> **THE PROBLEM**
Find every line in the listing that contains the string "draw" and copy each one. Case counts.
>> begin
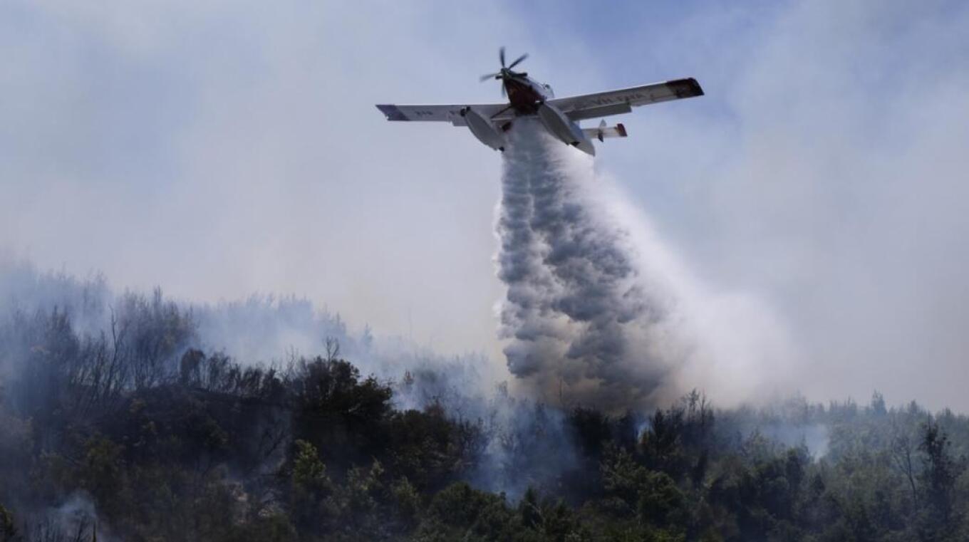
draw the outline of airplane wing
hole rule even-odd
[[[555,98],[548,100],[547,104],[557,107],[572,120],[582,120],[628,113],[637,105],[703,95],[703,89],[697,79],[689,77],[595,94]]]
[[[495,121],[508,120],[515,117],[515,110],[508,104],[464,104],[464,105],[377,105],[387,120],[419,120],[430,122],[450,122],[454,126],[466,126],[461,109],[471,107],[484,117]]]

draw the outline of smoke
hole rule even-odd
[[[510,136],[499,337],[535,397],[615,410],[692,388],[725,404],[793,391],[784,372],[797,348],[769,306],[696,279],[591,158],[537,122],[517,122]]]
[[[591,159],[533,121],[511,137],[497,220],[510,371],[559,402],[648,400],[670,365],[651,346],[669,300],[647,289],[627,232],[584,194]]]

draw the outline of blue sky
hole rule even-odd
[[[0,247],[494,355],[500,158],[372,105],[497,101],[505,45],[559,95],[701,81],[597,167],[787,330],[778,389],[965,408],[965,28],[954,1],[6,2]]]

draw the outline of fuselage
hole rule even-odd
[[[507,76],[504,84],[508,101],[519,115],[534,115],[538,112],[539,105],[554,97],[550,86],[527,75]]]

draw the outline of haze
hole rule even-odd
[[[499,155],[373,104],[498,101],[501,45],[559,96],[696,76],[596,160],[694,303],[784,338],[724,393],[966,410],[965,28],[960,2],[7,2],[0,247],[119,289],[305,294],[503,365]]]

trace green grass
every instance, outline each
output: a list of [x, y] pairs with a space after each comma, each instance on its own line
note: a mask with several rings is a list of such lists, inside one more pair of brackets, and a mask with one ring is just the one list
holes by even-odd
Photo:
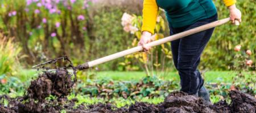
[[[115, 81], [138, 81], [146, 76], [145, 72], [141, 71], [84, 72], [82, 73], [84, 76], [92, 74], [96, 75], [96, 79], [109, 78]], [[177, 72], [158, 72], [158, 76], [163, 80], [179, 81]], [[203, 76], [205, 78], [205, 82], [230, 82], [232, 77], [236, 76], [236, 72], [233, 71], [207, 71]], [[35, 69], [23, 69], [19, 74], [19, 78], [22, 81], [29, 80], [32, 77], [36, 76], [36, 72]]]
[[[138, 81], [146, 76], [144, 72], [117, 72], [103, 71], [96, 72], [97, 79], [110, 78], [117, 81]], [[170, 72], [163, 73], [159, 72], [159, 77], [164, 80], [179, 81], [177, 72]], [[232, 78], [236, 75], [232, 71], [208, 71], [204, 74], [205, 82], [230, 82]]]
[[97, 104], [98, 103], [110, 103], [113, 104], [117, 107], [121, 107], [126, 106], [126, 105], [130, 105], [131, 104], [135, 103], [135, 101], [143, 102], [156, 105], [163, 102], [164, 100], [164, 97], [154, 97], [152, 98], [148, 98], [148, 97], [138, 97], [135, 99], [131, 99], [130, 98], [125, 99], [122, 97], [120, 97], [120, 98], [113, 98], [110, 100], [108, 100], [106, 98], [99, 97], [90, 97], [88, 95], [80, 95], [79, 94], [76, 94], [76, 95], [75, 95], [75, 94], [72, 94], [68, 96], [68, 99], [71, 99], [74, 98], [76, 98], [78, 99], [78, 102], [76, 102], [76, 105], [79, 105], [82, 103], [85, 105], [89, 105]]

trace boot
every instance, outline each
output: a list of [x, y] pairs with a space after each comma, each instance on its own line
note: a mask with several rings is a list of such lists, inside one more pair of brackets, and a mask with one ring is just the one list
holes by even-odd
[[204, 99], [208, 105], [211, 104], [210, 95], [204, 86], [203, 86], [198, 91], [198, 96]]

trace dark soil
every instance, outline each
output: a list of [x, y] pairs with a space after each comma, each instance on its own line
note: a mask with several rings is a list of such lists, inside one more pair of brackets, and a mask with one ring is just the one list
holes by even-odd
[[[56, 72], [46, 72], [31, 82], [27, 93], [23, 97], [10, 98], [0, 96], [9, 102], [8, 107], [0, 105], [0, 112], [60, 112], [65, 110], [68, 112], [93, 113], [156, 113], [156, 112], [255, 112], [256, 99], [238, 90], [230, 92], [230, 104], [221, 101], [213, 105], [207, 105], [200, 98], [181, 92], [169, 94], [164, 101], [159, 105], [135, 102], [130, 106], [117, 108], [111, 104], [98, 103], [89, 106], [79, 105], [74, 108], [76, 98], [68, 100], [75, 81], [72, 75], [66, 69], [58, 69]], [[56, 99], [46, 99], [49, 95]]]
>> end
> **PROBLEM SOLUTION**
draw the outline of airplane wing
draw the outline of smoke
draw the outline of blue sky
draw the outline of fuselage
draw the outline of haze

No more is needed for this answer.